TEXTE À LIRE:
↓
Lyon : Marine Le Pen ou la défaite de l’antiracisme

Lyon : Marine Le Pen ou la défaite de l’antiracisme

Ce mardi, Marine Le Pen a quitté la 6e chambre du tribunal correctionnel de Lyon avec la clémence du procureur de la République qui a requis la relaxe à l’encontre de la présidente du Front National. Au terme des débats, on s’interroge sur l’utilité d’un tel procès voulu par les associations de lutte contre le racisme.

S’agissait-il d’un procès utile ? Mathieu Henon, l’avocat du Mrap, a confessé ne « pas savoir quoi répondre à cette question ». Marine Le Pen était renvoyée devant le tribunal correctionnel de Lyon pour des propos tenus le 10 décembre 2010 dans lesquels elle comparait les « prières de rues » de musulmans à une « occupation ».

 

Quatre associations antiracistes (Mrap, Licra, la Ligue de Défense Judiciaires des Musulmans (LDJM), Collectif contre l’islamophobie en France) et le Conseil Français du Culte Musulman (CFCM) ont décidé de poursuivre la présidente du FN pour incitation et provocation à la haine raciale.

 

Mais Marine Le Pen, qui aurait pu tout aussi bien laisser son avocat, Me David Dassa-Le Deist, plaidait sa cause en son absence, a décidé d’utiliser le prétoire de la 6e chambre correctionnelle du TGI de Lyon comme d’une tribune politique. Pouvait-il en être autrement ?

 

Le FN, les Anciens et les Modernes

L’audience a été une occasion de plus donnée à Marine Le Pen de faire étalage de sa stratégie de dédiabolisation du FN. A l’époque des propos incriminés, Marine Le Pen était candidate pour la présidente du Front National et faisait campagne contre Bruno Gollnish, autre prétendant. La présidente du parti d’extrême-droite a expliqué au tribunal que ses propos sur les prières de rue faisaient référence à la lutte entre les Anciens et les Modernes qui fait rage au sein du FN en quelque sorte.

 

 « Au sein du FN, nous avions une divergence politique qui est celle que j’ai exprimée à plusieurs reprises qui est cette référence à la seconde Guerre Mondiale, qui est de se tourner vers le passé pour engager des débats. A mon sens, le nouveau président du FN devait s’atteler au présent et non s’engager sur des débats du passé. J’ai un conflit sévère avec le président du FN de l’époque [son père, Jean-Marie Le Pen] sur l’Occupation allemande. Bruno Gollnish [son concurrent] a toujours défendu les positions de Jean-Marie Le Pen. Et je veux dire aux adhérents du FN, en forme de clin d’œil, que ceux qui se passionnent pour le sujet de l’occupation, parlons des sujets d’aujourd’hui. L’occupation de quartiers entiers par des mafias et des trafiquants de drogue qui nuisent à l’autorité de l’Etat et aux valeurs de la République. Il n’y a aucune référence à la deuxième Guerre Mondiale » a longuement développé Marine Le Pen.
↑
DONNÉES FOURNIES:
↓
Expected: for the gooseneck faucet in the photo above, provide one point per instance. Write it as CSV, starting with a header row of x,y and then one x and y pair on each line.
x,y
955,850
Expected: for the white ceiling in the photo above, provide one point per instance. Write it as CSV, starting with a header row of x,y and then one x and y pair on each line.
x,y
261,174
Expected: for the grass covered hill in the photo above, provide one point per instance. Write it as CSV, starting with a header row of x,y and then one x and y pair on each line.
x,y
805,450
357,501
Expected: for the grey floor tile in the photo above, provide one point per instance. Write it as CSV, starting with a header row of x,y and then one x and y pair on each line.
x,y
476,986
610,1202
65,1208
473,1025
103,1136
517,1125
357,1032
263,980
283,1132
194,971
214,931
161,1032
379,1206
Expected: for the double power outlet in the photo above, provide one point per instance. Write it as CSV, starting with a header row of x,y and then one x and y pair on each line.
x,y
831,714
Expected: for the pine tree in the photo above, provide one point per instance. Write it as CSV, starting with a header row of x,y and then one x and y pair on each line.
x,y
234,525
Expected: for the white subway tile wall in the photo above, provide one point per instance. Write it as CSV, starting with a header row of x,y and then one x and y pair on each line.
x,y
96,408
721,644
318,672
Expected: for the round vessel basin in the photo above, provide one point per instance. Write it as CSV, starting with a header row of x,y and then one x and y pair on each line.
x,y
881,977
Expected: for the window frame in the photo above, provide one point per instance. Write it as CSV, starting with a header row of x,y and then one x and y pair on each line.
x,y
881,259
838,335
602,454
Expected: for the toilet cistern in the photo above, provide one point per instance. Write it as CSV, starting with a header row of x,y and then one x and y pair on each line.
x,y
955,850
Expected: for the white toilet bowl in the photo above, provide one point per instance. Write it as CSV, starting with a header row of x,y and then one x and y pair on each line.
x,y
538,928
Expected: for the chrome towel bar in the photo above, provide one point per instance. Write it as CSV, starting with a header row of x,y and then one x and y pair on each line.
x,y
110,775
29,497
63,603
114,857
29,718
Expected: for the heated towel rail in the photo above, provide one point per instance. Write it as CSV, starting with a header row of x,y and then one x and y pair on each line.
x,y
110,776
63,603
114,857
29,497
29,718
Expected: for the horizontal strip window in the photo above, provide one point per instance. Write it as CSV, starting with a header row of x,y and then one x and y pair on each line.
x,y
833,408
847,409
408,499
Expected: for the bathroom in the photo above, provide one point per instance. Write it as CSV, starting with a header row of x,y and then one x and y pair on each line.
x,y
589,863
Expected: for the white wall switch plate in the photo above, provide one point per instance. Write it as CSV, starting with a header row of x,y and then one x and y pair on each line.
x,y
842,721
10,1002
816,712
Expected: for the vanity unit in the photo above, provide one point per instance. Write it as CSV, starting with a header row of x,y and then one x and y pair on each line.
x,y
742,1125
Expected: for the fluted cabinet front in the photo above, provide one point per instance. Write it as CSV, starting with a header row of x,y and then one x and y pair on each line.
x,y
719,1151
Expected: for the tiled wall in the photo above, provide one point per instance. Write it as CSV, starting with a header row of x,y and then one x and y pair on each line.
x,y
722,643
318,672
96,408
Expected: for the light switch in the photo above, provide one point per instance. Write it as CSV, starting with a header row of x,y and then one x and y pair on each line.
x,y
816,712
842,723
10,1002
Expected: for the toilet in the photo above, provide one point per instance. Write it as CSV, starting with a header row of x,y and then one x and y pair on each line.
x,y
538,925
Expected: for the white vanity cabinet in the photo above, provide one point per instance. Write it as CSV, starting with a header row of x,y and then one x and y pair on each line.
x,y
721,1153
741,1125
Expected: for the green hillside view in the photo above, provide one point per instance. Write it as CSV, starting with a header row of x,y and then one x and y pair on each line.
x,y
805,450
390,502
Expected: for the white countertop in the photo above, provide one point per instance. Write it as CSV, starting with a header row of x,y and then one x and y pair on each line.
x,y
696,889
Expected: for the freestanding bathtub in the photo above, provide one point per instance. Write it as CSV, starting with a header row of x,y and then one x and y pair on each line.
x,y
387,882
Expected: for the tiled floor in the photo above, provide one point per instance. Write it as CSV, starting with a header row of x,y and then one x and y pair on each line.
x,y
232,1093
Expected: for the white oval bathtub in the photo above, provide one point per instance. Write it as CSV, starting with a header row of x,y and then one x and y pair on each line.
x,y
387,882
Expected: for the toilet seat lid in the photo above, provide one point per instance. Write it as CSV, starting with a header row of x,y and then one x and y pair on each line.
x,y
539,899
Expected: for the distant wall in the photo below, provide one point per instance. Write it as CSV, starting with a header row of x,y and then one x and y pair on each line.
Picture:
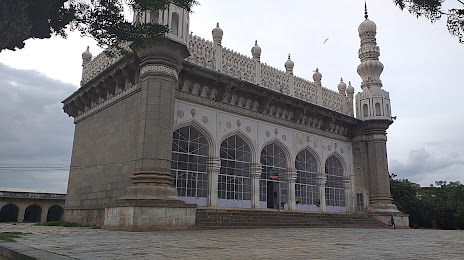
x,y
103,159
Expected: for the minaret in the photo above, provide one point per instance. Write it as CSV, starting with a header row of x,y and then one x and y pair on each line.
↑
EXERCICE COURT A: Dans l'article sur le procès de Marine Le Pen à Lyon, qu'a requis le procureur de la République à son encontre ?
EXERCICE COURT B: Poursuivez l'article sur le procès de Marine Le Pen à Lyon à partir de sa dernière phrase.

BONNE RÉPONSE A: Il a requis la relaxe.

BONNE RÉPONSE B:
 

Au sens propre, ses propos d’alors étaient les suivants : « Je suis désolée mais pour ceux qui aiment beaucoup parler de la Seconde Guerre mondiale, s'il s'agit de parler d'Occupation, on pourrait en parler, pour le coup, parce que ça c'est une occupation du territoire. C'est une occupation de pans du territoire, des quartiers, dans lesquels la loi religieuse s'applique, c'est une occupation. Certes, il n'y a pas de blindés, pas de soldats, mais c'est une occupation tout de même et elle pèse sur les habitants ».

 

La jurisprudence des sophistes

En permettant à Marine Le Pen de venir faire cette clarification à la barre du tribunal, les associations antiracistes, nonobstant l’opportunité donnée à Marine Le Pen de faire œuvre de démagogie en rappelant sur sa stratégie de dédiabolisation politique, risquent de réarmer à nouveau une jurisprudence favorable aux grands rhéteurs de la provocation et aux sophistes de la haine raciale et de la crispation identitaire.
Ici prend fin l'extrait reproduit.